Problem requirements –
Starting at the line that contains "Target: green grass", reproduce every line through the end of the entries below, with no pictures in the copy.

_____

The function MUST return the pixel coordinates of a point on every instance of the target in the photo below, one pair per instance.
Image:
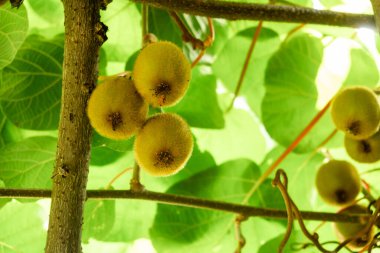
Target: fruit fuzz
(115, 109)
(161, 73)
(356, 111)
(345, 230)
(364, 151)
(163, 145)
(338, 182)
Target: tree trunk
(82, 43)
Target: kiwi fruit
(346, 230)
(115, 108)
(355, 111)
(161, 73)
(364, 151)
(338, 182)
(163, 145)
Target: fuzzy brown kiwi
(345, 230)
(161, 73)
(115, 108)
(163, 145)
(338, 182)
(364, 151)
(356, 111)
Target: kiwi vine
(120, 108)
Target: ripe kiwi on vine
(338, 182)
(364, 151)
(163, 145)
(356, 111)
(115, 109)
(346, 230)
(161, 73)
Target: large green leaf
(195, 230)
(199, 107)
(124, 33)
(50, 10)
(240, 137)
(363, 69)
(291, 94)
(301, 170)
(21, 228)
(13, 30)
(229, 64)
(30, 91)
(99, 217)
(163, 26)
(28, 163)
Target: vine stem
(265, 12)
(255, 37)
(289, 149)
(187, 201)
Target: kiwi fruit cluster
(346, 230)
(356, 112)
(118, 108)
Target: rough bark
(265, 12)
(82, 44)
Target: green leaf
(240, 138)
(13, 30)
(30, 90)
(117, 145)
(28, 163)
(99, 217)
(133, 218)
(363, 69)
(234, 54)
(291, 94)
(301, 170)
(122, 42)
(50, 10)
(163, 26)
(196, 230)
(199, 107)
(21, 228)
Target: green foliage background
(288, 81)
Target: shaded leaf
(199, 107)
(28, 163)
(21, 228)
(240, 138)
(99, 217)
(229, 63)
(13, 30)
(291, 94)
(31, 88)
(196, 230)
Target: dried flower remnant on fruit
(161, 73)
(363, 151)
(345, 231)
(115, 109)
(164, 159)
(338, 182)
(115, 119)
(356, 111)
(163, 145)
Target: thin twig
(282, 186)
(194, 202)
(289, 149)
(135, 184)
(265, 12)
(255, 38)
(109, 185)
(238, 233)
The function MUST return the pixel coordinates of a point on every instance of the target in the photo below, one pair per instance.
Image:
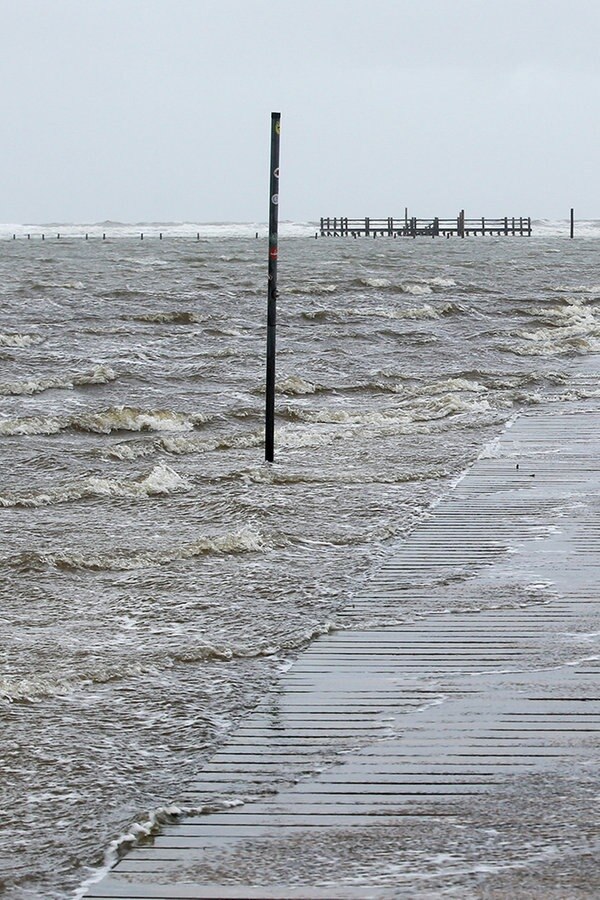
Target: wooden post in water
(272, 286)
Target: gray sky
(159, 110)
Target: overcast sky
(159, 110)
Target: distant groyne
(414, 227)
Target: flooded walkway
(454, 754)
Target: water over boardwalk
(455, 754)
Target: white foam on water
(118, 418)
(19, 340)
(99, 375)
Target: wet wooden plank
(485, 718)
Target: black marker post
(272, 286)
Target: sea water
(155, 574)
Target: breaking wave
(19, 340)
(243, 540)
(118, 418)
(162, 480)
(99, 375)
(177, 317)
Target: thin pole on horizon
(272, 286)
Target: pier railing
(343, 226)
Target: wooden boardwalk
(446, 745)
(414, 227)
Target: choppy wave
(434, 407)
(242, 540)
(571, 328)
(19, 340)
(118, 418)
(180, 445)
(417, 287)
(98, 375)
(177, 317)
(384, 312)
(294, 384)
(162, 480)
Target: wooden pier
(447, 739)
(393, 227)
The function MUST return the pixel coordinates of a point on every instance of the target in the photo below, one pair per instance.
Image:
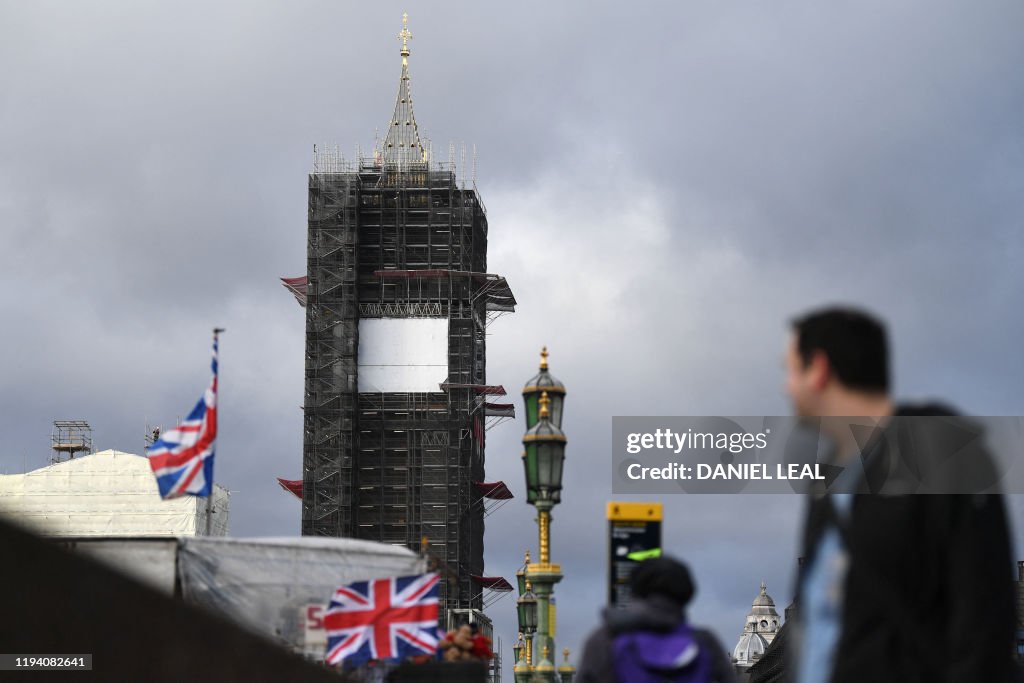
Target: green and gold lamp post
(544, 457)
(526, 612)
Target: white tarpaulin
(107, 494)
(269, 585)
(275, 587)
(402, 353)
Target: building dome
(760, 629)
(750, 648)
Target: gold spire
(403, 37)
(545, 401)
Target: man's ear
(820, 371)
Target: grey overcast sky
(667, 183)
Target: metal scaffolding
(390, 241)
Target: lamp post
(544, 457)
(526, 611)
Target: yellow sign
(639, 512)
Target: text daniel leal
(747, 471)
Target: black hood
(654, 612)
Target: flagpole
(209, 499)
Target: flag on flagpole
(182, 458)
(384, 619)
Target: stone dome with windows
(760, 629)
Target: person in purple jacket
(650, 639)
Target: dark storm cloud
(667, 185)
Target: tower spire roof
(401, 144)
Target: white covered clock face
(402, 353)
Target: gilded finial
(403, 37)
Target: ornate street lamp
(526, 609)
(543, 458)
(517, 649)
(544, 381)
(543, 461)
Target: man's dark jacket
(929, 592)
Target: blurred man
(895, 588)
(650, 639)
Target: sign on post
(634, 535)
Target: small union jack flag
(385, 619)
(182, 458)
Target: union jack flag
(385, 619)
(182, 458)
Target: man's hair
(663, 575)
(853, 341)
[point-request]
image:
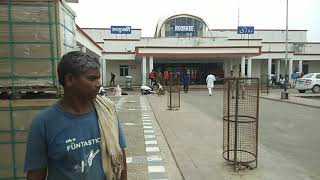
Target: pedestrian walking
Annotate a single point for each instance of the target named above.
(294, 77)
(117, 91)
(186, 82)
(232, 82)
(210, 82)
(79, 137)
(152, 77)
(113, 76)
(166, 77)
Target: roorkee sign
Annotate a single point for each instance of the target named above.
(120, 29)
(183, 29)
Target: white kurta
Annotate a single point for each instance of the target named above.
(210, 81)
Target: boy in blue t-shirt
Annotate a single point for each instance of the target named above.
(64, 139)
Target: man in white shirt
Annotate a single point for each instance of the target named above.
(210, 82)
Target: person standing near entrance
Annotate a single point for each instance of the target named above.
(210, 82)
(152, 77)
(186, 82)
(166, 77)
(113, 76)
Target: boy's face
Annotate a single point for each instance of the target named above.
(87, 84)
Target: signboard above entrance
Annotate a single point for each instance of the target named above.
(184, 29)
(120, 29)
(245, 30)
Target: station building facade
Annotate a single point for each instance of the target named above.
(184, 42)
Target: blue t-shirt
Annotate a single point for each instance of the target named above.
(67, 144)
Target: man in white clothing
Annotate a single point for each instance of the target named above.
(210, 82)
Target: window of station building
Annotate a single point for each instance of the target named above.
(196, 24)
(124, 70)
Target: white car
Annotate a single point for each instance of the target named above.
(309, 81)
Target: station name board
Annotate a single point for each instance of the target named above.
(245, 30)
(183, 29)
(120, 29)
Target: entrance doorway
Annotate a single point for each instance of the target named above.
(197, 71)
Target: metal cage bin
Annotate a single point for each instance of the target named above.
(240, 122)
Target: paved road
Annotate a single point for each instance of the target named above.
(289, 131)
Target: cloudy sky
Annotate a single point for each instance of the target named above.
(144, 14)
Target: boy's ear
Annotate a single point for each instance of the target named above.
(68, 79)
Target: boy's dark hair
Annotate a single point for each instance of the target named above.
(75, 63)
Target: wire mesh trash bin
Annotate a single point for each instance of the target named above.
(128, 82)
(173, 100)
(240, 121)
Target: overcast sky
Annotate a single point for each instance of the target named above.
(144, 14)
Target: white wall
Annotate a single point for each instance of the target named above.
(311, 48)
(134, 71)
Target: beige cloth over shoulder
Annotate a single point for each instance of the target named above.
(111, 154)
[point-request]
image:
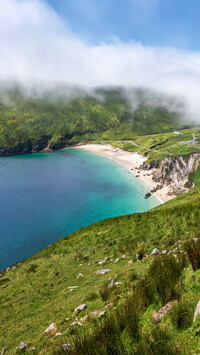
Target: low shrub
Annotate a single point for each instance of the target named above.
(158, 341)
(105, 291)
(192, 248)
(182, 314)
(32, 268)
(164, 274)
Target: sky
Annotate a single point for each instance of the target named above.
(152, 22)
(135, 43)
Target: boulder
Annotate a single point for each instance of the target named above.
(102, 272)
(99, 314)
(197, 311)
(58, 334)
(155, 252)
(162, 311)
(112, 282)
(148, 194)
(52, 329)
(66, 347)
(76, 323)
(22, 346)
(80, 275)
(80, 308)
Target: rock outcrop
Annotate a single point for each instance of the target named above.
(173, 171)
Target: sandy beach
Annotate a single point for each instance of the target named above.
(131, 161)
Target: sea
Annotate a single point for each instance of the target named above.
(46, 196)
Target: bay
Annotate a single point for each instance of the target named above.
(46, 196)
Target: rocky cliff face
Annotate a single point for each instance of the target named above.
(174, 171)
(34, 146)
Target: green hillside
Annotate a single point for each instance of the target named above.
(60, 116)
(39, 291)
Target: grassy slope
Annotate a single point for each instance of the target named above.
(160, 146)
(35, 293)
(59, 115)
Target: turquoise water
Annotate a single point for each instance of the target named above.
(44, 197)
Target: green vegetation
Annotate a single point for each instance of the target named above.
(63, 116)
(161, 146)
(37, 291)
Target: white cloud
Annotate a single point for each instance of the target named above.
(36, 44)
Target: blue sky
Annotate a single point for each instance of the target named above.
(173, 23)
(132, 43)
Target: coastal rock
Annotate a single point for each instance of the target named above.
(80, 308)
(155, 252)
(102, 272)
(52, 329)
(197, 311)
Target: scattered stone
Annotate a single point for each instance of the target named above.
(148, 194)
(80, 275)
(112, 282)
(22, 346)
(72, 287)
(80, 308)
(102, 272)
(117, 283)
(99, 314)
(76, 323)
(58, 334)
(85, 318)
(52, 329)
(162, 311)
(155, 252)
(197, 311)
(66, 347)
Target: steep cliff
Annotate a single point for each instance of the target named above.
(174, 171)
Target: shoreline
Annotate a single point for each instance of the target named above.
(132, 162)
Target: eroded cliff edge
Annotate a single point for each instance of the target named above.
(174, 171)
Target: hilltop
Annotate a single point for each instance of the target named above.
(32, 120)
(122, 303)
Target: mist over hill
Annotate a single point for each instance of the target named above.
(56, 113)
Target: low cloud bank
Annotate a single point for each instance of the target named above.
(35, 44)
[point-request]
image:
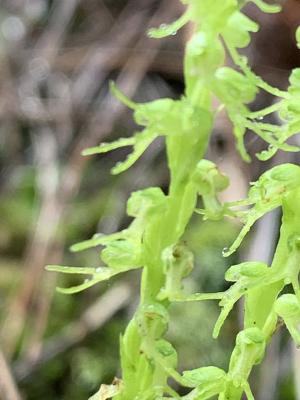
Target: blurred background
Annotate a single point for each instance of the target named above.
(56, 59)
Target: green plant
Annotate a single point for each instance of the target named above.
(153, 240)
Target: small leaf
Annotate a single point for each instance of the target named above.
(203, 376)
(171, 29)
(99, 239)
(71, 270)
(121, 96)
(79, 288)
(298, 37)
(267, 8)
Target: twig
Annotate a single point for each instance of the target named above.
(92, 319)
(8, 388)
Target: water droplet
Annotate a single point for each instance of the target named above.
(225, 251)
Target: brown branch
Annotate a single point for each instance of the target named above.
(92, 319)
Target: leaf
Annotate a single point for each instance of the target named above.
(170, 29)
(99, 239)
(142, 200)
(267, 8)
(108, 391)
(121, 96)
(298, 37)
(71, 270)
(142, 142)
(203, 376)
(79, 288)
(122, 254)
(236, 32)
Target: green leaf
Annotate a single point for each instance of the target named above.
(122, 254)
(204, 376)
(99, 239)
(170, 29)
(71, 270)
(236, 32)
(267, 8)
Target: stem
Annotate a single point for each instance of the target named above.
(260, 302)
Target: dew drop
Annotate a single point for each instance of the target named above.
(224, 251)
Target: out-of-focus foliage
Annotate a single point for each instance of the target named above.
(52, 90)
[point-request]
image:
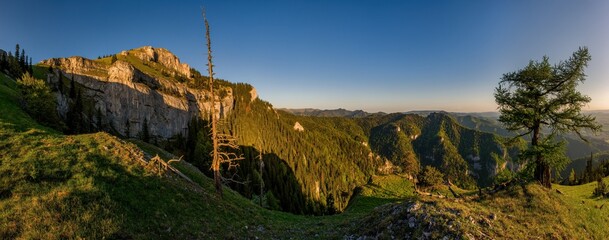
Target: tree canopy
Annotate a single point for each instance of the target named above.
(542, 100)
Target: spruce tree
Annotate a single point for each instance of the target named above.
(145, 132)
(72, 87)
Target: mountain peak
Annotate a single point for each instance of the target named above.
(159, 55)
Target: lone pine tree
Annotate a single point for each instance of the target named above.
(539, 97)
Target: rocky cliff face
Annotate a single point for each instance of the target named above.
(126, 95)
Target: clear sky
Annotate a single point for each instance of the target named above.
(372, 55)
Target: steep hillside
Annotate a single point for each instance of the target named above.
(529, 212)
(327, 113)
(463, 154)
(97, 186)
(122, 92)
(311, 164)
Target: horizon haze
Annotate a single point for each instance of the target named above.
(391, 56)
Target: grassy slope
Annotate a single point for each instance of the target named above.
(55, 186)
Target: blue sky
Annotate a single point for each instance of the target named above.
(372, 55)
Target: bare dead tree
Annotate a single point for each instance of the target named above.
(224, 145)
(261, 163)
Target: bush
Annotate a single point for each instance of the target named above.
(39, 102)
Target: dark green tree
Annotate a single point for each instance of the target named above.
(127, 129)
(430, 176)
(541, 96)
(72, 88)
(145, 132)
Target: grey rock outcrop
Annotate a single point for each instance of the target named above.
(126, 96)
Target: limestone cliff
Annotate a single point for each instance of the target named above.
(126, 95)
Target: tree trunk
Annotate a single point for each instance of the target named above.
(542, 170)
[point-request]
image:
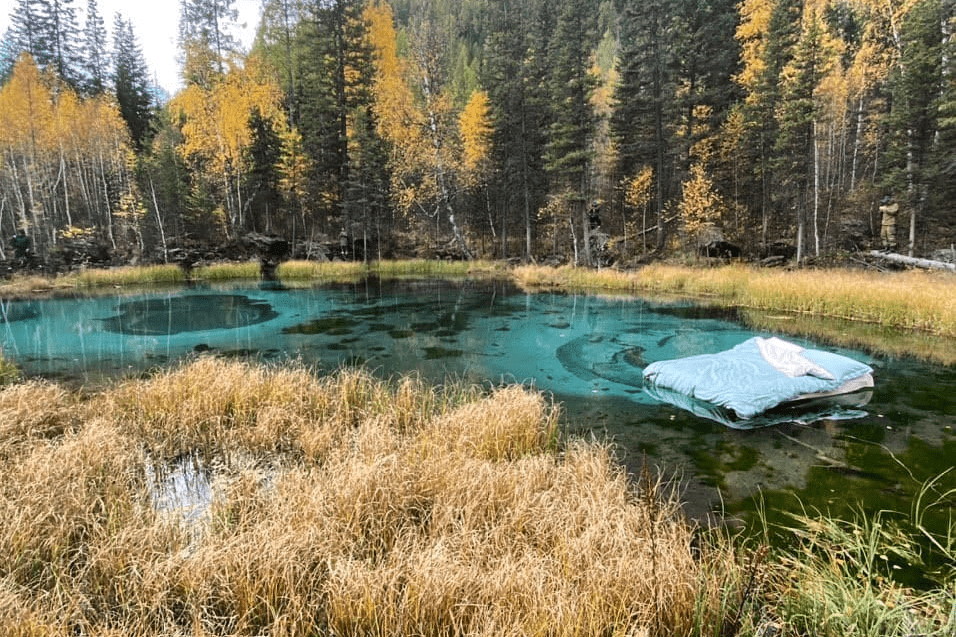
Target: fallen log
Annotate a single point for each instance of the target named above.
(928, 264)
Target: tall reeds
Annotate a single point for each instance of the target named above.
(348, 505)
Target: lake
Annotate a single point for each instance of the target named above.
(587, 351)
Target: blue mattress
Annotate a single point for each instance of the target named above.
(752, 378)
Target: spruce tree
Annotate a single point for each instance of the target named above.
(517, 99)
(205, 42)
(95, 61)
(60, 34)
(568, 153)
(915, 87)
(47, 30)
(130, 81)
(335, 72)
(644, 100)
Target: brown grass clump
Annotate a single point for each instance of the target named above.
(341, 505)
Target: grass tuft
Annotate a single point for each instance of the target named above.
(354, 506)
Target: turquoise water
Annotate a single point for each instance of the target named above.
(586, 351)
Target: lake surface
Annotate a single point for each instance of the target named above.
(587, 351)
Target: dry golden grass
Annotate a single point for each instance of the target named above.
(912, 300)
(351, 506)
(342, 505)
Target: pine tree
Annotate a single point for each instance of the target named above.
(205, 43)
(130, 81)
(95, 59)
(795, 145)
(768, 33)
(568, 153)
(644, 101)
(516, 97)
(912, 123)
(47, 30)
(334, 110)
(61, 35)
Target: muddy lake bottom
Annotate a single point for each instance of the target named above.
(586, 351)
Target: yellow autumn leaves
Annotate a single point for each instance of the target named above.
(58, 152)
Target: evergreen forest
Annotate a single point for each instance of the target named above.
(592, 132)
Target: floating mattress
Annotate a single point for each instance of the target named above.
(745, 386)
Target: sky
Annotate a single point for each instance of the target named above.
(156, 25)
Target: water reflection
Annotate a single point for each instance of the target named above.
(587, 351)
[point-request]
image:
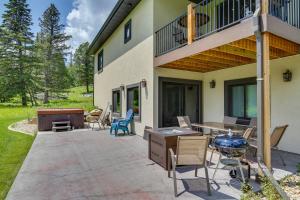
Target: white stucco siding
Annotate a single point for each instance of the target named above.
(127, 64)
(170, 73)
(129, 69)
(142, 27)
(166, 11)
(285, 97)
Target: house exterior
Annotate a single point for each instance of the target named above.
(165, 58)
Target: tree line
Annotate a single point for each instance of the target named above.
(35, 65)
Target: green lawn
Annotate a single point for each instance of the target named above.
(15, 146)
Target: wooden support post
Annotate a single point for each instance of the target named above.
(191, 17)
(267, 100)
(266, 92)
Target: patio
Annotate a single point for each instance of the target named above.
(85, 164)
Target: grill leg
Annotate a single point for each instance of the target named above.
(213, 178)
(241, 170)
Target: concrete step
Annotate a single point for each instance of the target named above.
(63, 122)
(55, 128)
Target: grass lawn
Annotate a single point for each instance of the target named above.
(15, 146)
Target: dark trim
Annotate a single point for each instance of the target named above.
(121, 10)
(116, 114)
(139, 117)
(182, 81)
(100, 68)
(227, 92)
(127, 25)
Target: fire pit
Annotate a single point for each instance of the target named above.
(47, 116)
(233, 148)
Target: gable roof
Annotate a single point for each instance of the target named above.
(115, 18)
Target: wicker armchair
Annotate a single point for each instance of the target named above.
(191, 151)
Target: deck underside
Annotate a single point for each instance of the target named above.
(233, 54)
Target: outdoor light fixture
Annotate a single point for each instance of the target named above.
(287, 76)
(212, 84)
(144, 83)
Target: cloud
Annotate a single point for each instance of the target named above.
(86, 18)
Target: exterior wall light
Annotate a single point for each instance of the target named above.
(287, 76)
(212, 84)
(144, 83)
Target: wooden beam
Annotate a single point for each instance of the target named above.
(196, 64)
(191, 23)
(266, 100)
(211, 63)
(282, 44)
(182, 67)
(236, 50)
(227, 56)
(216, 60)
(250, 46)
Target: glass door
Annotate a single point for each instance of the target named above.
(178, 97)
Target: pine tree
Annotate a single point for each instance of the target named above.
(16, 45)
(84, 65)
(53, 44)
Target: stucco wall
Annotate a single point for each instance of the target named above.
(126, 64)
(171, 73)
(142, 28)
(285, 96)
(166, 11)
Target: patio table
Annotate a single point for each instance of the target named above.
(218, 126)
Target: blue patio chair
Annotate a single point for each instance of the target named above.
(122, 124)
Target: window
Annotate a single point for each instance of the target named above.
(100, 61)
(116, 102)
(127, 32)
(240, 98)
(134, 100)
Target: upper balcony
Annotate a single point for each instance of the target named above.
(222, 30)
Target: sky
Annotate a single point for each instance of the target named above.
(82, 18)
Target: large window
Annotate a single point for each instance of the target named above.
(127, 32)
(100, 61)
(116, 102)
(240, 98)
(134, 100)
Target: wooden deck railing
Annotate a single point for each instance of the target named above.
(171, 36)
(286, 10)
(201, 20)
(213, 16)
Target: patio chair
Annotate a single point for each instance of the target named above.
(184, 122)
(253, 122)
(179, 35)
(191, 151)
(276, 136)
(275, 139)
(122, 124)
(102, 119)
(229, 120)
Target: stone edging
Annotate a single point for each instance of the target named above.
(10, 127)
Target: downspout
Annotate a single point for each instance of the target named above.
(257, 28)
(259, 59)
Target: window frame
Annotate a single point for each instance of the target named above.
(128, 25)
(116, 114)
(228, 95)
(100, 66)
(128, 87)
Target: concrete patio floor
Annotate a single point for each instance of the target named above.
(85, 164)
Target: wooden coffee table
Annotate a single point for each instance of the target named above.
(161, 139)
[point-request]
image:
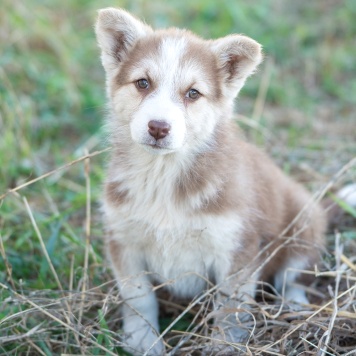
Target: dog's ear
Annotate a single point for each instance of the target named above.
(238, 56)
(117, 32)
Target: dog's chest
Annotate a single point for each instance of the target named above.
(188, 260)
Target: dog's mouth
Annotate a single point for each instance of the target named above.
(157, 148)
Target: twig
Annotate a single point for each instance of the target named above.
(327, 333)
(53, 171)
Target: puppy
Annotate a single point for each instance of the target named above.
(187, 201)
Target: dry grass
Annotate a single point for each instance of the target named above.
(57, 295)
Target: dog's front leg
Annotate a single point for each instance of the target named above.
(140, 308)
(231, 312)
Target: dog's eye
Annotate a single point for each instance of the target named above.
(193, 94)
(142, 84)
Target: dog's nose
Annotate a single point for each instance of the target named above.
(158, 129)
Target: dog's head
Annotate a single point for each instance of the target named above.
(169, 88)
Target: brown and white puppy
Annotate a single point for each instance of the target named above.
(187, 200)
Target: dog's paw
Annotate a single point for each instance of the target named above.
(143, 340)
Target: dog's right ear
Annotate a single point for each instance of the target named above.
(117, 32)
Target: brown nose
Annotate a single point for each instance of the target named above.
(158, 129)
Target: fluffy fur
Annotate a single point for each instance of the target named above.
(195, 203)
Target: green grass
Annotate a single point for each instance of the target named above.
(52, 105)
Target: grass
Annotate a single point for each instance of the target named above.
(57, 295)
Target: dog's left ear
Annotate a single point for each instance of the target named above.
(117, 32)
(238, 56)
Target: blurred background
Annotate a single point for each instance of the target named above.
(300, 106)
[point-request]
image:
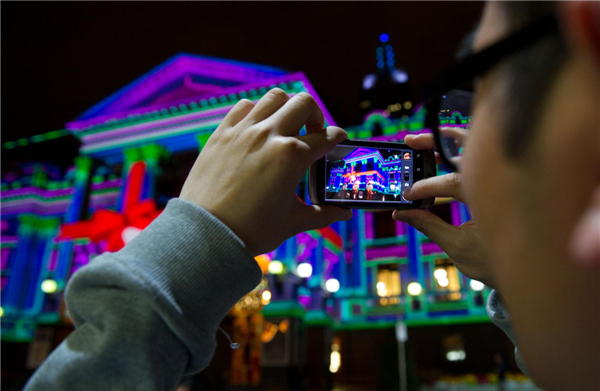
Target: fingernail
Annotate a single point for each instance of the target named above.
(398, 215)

_____

Finished answer –
Target: green grass
Annotate a single point for each instance of the target named above.
(52, 105)
Target: grass
Annotate a single point for each instance of the target named above.
(57, 295)
Target: dog's left ear
Annotate a single point for each instance of the target named above.
(117, 32)
(238, 56)
Target: blurred background
Annotate a single point for each instance of the target named above.
(300, 106)
[point-request]
image:
Target: fingernail
Annotate a single point for each instance of the target named above.
(398, 215)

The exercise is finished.